#### What to do
Take the material and output all of it exactly.

#### Dataset records
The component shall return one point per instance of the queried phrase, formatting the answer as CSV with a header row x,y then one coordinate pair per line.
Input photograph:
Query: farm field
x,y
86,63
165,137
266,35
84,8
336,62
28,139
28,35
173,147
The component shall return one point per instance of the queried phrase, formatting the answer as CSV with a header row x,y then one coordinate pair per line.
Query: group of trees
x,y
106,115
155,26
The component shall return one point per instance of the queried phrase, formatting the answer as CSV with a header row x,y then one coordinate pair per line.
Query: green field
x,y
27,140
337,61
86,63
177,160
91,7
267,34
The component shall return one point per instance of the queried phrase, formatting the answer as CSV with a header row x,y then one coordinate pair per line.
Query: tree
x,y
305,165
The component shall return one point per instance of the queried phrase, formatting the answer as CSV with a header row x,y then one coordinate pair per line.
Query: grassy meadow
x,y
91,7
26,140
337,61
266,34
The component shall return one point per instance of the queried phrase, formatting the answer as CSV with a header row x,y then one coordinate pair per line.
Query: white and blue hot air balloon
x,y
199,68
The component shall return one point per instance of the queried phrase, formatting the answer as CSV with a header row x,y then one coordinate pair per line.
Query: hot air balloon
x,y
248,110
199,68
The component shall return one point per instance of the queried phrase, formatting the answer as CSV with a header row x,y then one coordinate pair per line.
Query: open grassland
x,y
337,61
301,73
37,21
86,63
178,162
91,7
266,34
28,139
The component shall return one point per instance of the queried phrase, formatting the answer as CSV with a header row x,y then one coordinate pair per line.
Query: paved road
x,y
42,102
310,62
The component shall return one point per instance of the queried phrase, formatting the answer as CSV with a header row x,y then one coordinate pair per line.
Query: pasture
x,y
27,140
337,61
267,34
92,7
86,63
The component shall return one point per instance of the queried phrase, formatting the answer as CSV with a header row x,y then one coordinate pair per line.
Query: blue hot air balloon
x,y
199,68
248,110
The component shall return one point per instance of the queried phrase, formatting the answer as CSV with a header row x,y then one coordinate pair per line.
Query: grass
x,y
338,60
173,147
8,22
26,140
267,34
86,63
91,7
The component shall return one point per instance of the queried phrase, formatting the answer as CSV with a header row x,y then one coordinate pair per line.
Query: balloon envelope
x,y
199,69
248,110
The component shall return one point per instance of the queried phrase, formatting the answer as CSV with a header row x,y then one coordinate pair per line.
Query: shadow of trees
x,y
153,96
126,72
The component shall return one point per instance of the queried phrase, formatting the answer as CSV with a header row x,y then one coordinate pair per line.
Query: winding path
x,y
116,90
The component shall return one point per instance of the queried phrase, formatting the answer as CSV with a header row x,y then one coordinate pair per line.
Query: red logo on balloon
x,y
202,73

#### Task solution
The component shall return one point per instance of the queried phrase, formatting the answer as CSV with a header row x,y then one coordinate pair per line.
Input photograph:
Query: farm field
x,y
86,63
165,137
266,35
84,8
336,62
28,139
28,35
173,147
The component shall return one point per instance of the queried phrase, formatting the answer as CSV with a header row x,y then one coordinate pair per line.
Query: group of trees
x,y
106,115
155,26
The component shall return one point per instance of the queried phrase, formatting the answer as CSV with a header row x,y then one coordinate pair per line.
Query: green field
x,y
27,140
337,61
86,63
177,160
91,7
267,34
The component shall return one point per instance of the queried phrase, formatting the answer as CSV with a header row x,y then one coordinate pair per line.
Query: tree
x,y
305,165
The component shall return one point per instance of the queried phrase, formatting the answer as CSV with a header row x,y then one coordinate pair per line.
Query: grassy meadow
x,y
91,7
26,140
337,61
266,34
The component shall return one point per instance of the queried phrase, formatting the answer as CSV with a header row x,y then one coordinate pair per line.
Query: white and blue hot air balloon
x,y
199,68
The component shall return one point per instance of the queried phrase, formatting the answer as CSV with a header row x,y then one coordinate pair per line.
Query: hot air balloon
x,y
248,110
199,68
The component shall return one point per instance of the queried phrase, formatting the answer as CSV with a header row x,y then one coordinate pair per line.
Query: open grassland
x,y
337,61
301,73
37,21
86,63
178,162
91,7
266,34
28,139
The component shall return one point per instance of the queried phrase, formatting the answer as CSV with a header row x,y then one coordinate pair per line.
Query: paved road
x,y
42,102
310,62
The component shall return one point per instance of the queried phrase, formatting the answer as CSV with a header row x,y then one coordinate pair per line.
Query: pasture
x,y
27,140
337,61
267,34
92,7
86,63
The component shall return one point per instance of the queried phrase, formatting the answer as CSV with a header row x,y then one coordinate pair per line.
Query: blue hot air balloon
x,y
199,68
248,110
The component shall return one point per instance of the queried phrase, formatting the answer as CSV with a header row x,y then one coordinate pair per line.
Query: grass
x,y
338,60
173,147
8,22
26,140
267,34
86,63
91,7
The component shall return one point per instance of the queried phrase, formatting the answer as CSV with a header row x,y then one coordinate pair per line.
Query: balloon envelope
x,y
199,69
248,110
The component shall return one point per instance of the queried phrase, formatting the answer as CSV with a header row x,y then one coordinate pair per line.
Query: shadow of trees
x,y
153,96
126,72
The component shall return one point per instance of the queried phrase, formatting the answer as CSV with a header row x,y then one coordinate pair per line.
Query: winding path
x,y
116,90
The component shall return one point per instance of the queried phrase, formatting the answer as CSV with a header row x,y then one coordinate pair per line.
Query: red logo on balloon
x,y
202,73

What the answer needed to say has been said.